| Exercise directions |
From the records below, print exactly the lines starting at the one containing "box: [164, 137, 243, 181]" and ending at the one containing "positive clicks: (174, 158)", ends included, and nothing else.

| Data under study |
--------------------
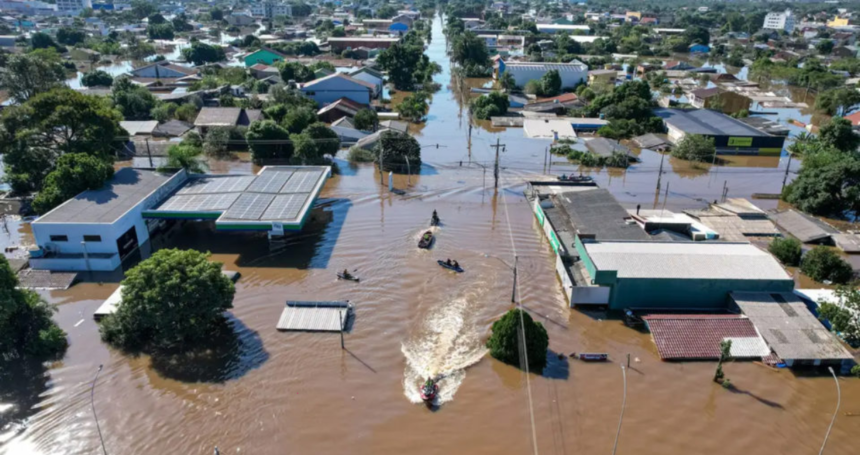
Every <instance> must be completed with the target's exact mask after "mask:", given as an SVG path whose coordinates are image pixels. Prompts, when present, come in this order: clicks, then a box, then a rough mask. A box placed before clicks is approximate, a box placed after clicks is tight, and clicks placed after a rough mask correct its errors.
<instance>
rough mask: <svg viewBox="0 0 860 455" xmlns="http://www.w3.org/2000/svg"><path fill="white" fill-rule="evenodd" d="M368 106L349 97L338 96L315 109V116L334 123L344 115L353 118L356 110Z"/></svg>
--------------------
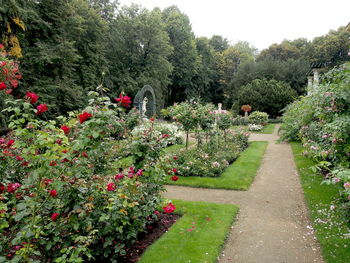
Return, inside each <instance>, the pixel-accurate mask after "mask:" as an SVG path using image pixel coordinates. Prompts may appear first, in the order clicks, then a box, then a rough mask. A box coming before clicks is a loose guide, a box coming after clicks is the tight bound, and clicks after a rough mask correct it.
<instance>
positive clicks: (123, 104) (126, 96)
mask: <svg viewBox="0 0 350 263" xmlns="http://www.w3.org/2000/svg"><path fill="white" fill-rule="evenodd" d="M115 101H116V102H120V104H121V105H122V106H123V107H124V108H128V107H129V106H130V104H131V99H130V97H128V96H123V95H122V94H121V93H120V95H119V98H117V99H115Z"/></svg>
--------------------
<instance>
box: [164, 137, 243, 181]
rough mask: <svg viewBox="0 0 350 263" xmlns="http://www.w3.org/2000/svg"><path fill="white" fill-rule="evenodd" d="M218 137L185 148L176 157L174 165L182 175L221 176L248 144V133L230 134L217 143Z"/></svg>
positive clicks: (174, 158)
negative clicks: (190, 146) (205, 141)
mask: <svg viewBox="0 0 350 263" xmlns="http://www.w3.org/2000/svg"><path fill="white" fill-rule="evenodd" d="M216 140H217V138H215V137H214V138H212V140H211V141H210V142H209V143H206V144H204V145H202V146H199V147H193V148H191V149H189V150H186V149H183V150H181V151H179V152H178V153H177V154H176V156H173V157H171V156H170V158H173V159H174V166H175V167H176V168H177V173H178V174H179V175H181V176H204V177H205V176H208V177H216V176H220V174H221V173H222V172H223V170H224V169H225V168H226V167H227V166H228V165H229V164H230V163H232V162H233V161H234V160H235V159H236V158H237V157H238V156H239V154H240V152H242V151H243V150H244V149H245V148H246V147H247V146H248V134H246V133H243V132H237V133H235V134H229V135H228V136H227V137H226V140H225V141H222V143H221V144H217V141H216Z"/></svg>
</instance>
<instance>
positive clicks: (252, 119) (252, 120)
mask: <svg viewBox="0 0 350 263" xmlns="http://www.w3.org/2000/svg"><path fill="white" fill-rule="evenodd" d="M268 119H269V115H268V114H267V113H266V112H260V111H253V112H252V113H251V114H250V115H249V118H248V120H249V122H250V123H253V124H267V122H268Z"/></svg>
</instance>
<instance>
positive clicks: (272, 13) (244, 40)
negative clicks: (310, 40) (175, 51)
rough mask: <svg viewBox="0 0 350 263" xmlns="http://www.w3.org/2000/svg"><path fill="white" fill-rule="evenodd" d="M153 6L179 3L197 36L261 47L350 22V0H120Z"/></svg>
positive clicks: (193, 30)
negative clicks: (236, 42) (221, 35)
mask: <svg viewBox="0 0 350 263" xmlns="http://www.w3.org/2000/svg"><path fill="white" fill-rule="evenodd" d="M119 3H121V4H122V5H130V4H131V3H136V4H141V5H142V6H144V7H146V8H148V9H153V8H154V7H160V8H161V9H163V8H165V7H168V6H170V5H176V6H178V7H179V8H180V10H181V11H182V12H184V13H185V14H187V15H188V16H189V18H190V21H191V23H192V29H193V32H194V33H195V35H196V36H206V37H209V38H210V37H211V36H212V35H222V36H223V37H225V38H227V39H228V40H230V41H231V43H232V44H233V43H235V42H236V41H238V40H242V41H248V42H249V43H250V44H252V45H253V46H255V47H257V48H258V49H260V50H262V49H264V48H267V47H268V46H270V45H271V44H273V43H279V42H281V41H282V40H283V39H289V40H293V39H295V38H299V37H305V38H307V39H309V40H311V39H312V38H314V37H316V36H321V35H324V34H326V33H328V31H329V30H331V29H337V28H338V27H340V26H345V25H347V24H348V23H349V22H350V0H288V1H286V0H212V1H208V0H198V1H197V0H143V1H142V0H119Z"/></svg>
--------------------
| Written response |
box: [164, 137, 243, 181]
rough mask: <svg viewBox="0 0 350 263" xmlns="http://www.w3.org/2000/svg"><path fill="white" fill-rule="evenodd" d="M218 137L185 148L176 157L174 165L182 175L221 176L248 144V133L230 134L217 143Z"/></svg>
positive clicks: (174, 158)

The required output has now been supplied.